Everything from the line containing "of the metal" to the last line of the records must be returned verbatim; nothing else belongs in the output.
-- begin TASK INPUT --
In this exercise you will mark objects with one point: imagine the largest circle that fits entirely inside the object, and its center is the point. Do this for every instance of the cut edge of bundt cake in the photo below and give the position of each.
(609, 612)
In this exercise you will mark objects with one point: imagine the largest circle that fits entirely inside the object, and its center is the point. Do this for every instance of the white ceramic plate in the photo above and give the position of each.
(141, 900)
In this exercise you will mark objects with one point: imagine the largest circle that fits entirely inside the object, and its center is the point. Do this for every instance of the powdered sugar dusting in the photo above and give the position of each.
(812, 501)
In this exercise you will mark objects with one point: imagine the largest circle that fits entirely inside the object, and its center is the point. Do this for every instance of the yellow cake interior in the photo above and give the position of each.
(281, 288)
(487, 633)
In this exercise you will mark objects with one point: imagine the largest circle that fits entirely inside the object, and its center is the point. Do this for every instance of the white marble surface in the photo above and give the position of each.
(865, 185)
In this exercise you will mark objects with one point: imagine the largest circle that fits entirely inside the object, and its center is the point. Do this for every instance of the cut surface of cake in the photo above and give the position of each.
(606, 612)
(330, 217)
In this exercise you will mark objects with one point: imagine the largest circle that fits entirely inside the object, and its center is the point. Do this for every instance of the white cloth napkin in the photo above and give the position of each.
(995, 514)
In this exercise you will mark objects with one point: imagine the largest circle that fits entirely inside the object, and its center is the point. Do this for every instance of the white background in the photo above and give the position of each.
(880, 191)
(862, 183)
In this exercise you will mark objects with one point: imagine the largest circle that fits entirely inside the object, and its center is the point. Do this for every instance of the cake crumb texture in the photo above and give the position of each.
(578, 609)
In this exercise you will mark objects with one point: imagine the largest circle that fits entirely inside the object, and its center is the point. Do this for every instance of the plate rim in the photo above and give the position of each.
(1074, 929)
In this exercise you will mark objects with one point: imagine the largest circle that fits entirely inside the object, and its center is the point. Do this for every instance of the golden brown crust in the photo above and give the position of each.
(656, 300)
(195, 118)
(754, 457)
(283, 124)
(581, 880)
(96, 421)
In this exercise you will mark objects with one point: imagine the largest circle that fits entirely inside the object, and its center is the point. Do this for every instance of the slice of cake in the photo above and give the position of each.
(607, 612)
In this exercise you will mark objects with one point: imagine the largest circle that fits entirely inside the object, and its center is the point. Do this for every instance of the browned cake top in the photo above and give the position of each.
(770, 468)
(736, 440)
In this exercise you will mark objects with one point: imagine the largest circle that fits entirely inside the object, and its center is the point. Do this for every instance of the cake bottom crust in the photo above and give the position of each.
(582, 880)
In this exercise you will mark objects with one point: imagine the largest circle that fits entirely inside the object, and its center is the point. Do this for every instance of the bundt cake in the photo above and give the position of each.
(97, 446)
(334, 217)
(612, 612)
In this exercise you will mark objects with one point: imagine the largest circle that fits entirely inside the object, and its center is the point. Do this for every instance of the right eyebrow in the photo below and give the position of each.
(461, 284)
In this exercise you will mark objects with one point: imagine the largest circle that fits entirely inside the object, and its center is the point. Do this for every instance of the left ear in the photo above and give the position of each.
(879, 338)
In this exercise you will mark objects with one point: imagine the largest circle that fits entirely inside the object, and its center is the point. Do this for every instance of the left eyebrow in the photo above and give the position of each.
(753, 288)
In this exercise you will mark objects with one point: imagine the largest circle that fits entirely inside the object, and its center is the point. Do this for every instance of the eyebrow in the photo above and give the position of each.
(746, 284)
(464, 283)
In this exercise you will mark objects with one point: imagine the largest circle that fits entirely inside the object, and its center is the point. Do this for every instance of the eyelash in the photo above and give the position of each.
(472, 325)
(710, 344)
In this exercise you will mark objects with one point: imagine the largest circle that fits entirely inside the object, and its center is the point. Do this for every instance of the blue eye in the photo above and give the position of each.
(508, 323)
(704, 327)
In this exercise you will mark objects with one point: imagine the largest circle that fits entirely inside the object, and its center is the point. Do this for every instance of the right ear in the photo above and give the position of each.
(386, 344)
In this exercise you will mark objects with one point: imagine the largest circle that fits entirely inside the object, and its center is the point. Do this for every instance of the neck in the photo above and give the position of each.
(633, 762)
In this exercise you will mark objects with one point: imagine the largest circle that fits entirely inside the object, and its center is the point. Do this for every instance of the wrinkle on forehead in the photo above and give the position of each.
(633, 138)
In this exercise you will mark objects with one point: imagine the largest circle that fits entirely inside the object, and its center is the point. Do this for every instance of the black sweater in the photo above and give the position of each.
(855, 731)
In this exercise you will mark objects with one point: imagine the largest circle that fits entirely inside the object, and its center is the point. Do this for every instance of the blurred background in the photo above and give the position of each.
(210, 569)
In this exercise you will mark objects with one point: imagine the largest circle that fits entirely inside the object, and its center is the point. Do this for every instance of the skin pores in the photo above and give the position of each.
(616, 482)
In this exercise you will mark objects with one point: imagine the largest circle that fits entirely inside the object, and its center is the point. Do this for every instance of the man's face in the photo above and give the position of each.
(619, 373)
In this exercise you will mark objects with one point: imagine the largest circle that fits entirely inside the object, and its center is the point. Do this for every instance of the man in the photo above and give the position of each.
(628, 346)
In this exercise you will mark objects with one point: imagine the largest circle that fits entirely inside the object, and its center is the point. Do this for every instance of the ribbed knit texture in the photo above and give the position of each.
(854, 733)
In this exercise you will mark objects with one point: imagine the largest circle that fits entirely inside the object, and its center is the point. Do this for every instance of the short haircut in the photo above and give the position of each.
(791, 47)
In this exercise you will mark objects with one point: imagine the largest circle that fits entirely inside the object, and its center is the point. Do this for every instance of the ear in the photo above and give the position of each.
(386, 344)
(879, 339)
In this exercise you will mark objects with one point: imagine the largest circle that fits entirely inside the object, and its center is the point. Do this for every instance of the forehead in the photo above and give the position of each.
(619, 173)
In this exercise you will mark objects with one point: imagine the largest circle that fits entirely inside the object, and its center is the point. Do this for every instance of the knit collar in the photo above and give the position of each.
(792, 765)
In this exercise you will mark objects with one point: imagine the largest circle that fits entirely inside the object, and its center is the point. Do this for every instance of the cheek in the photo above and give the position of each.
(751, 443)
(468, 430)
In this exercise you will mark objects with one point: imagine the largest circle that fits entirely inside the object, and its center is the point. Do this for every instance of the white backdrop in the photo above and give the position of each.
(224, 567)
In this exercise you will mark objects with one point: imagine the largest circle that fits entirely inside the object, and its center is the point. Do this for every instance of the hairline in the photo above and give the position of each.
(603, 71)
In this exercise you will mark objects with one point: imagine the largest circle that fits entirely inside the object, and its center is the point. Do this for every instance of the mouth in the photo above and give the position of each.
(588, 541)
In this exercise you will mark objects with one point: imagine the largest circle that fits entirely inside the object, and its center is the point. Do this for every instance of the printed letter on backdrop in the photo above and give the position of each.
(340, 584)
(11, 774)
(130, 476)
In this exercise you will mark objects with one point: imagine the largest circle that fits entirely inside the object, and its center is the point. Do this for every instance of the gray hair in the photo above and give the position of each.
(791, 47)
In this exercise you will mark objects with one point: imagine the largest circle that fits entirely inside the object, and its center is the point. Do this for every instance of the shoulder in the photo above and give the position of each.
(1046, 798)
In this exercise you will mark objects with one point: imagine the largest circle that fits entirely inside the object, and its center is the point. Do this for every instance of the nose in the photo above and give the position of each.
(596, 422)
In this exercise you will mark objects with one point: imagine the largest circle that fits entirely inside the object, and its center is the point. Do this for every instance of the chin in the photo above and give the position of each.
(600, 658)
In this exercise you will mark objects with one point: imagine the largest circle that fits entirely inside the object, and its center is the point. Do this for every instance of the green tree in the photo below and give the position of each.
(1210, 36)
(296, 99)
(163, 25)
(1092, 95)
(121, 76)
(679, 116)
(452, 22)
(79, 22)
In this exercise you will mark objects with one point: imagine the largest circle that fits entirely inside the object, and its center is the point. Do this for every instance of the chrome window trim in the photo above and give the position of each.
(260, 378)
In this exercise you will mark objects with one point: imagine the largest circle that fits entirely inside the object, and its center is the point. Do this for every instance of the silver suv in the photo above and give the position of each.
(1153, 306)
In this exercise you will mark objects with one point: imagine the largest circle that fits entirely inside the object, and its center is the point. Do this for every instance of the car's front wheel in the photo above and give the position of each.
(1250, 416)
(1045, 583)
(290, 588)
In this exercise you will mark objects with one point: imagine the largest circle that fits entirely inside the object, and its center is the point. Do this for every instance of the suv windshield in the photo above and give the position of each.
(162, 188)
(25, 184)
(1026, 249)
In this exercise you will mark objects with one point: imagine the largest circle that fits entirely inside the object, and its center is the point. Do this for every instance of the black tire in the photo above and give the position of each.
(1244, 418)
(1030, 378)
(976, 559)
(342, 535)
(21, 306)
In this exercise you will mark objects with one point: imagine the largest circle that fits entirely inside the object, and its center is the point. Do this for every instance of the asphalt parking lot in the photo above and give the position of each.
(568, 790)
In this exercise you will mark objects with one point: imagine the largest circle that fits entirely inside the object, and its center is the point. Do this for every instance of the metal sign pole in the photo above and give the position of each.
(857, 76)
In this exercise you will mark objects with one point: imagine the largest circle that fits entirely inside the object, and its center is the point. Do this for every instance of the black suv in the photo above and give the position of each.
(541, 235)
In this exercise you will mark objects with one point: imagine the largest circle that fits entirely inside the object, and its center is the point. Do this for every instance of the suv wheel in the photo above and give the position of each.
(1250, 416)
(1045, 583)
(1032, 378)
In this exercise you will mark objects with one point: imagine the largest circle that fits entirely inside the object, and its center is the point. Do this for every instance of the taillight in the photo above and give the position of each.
-- end TASK INPUT --
▸ **RESPONSE TO THIS TASK**:
In this exercise you will mark objects with one point: imagine the largest circle that fits entirely inside the object, and its center is the point. Do this for every instance of the metal sign pole in the photo above and give the position of each.
(857, 76)
In this exercise you will mark objects with one point: imagine the largest circle that fits entirely inside the object, and its center is the point. Do this for every instance of the black suv in the photo above and give the position of each.
(541, 235)
In this exercise you will mark objects with one point: imagine the largest circle that fits entirely inside the object, and its center is the point. Do this for every instance of the suv wheel in the photo above and give the position of each.
(1250, 416)
(1045, 583)
(1032, 378)
In this exercise you will mark objects with one point: imagine the largest circle that fits entirely inside the object, and its center is the point. Do this for every instance of the taillight in the photo above and give the position of each.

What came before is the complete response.